WHAT IS REQUIRED: Reproduce every line of the material below, including the instructions and category lines, but multiply each coordinate in the point answers by 0.7 and round to the nearest whole number, with halves rounded up. Leave the pictures out of your answer.

Image point annotation entries:
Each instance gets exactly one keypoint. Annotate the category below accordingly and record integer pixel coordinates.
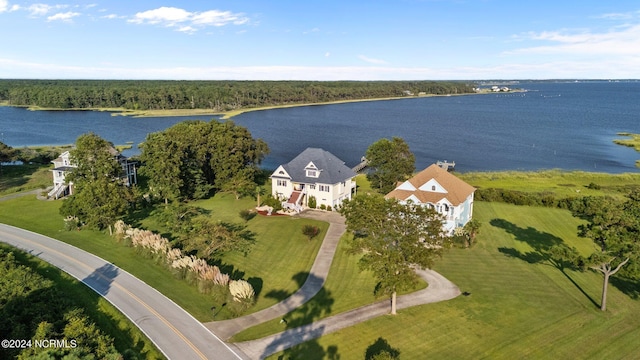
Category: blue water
(551, 125)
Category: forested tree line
(213, 95)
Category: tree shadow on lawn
(381, 349)
(548, 249)
(15, 176)
(628, 286)
(298, 326)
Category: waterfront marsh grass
(106, 317)
(633, 140)
(515, 308)
(557, 182)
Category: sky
(320, 40)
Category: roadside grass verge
(517, 307)
(42, 217)
(557, 182)
(276, 266)
(279, 261)
(127, 337)
(346, 288)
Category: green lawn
(127, 337)
(346, 288)
(518, 307)
(24, 177)
(277, 238)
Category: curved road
(180, 336)
(174, 331)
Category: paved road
(317, 276)
(176, 333)
(439, 289)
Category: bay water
(564, 125)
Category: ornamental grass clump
(241, 290)
(194, 270)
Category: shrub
(273, 202)
(241, 291)
(593, 186)
(71, 223)
(310, 231)
(247, 215)
(312, 202)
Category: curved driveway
(174, 331)
(180, 336)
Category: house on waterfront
(313, 173)
(63, 166)
(440, 190)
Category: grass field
(25, 177)
(277, 238)
(517, 308)
(111, 321)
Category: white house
(440, 190)
(314, 173)
(63, 165)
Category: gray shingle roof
(332, 170)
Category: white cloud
(39, 9)
(619, 16)
(165, 15)
(218, 18)
(371, 60)
(623, 40)
(187, 29)
(67, 17)
(186, 21)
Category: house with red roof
(440, 190)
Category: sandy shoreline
(225, 114)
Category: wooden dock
(363, 164)
(449, 166)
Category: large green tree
(393, 238)
(7, 154)
(190, 159)
(615, 230)
(390, 161)
(100, 196)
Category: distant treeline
(214, 95)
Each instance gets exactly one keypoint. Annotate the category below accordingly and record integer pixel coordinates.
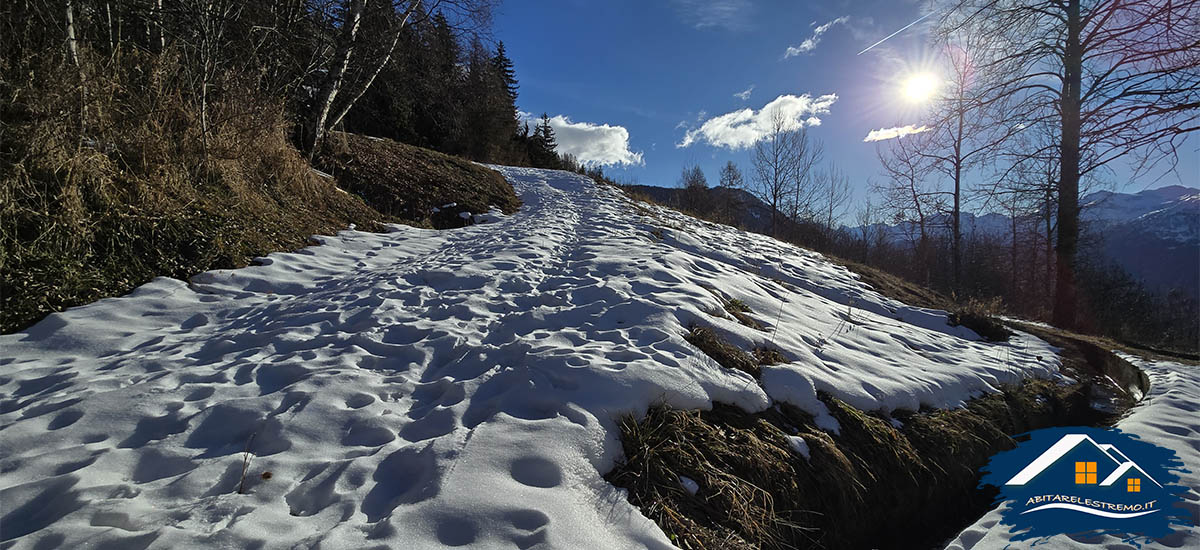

OUTPUT FOR THIS EXERCISE:
Each instance gets exactly one keypoint. Annotate the category below accordingly and record integer pixel coordinates.
Category: blue water
(386, 88)
Category: forested tree line
(149, 67)
Category: tree shadow on lawn
(267, 244)
(384, 174)
(11, 123)
(440, 200)
(209, 228)
Category: waterfront marsh grass
(74, 222)
(443, 98)
(361, 216)
(390, 127)
Category: sky
(224, 28)
Category: roadside grass verge
(362, 215)
(29, 152)
(390, 127)
(193, 186)
(195, 183)
(89, 236)
(242, 202)
Category: green lawn
(89, 236)
(242, 202)
(363, 215)
(17, 124)
(194, 167)
Category: curved road
(126, 235)
(122, 232)
Category: paved road
(222, 193)
(123, 233)
(307, 202)
Category: bay water
(395, 88)
Category: ornamental grass clump
(169, 203)
(136, 189)
Category: shrub
(191, 141)
(169, 204)
(415, 130)
(50, 156)
(217, 162)
(173, 151)
(218, 141)
Category: curved driveway
(122, 232)
(126, 235)
Category: house on waterfront
(219, 121)
(44, 116)
(308, 133)
Category: grass field
(18, 124)
(194, 167)
(362, 216)
(78, 225)
Category: white house
(308, 133)
(220, 121)
(44, 116)
Category: gray shingle roof
(232, 119)
Category: white cloud
(27, 6)
(433, 11)
(116, 11)
(153, 13)
(260, 42)
(436, 28)
(131, 20)
(47, 12)
(130, 15)
Category: house with red roof
(308, 133)
Category: sandy shoreline
(158, 80)
Category: wooden dock
(254, 115)
(314, 116)
Category: large green tree
(275, 167)
(5, 108)
(133, 111)
(431, 161)
(273, 113)
(70, 137)
Category: distant treeline
(150, 67)
Each instance gets exactly one keypoint. Annotate the category below accordingly and record integer pixel coordinates.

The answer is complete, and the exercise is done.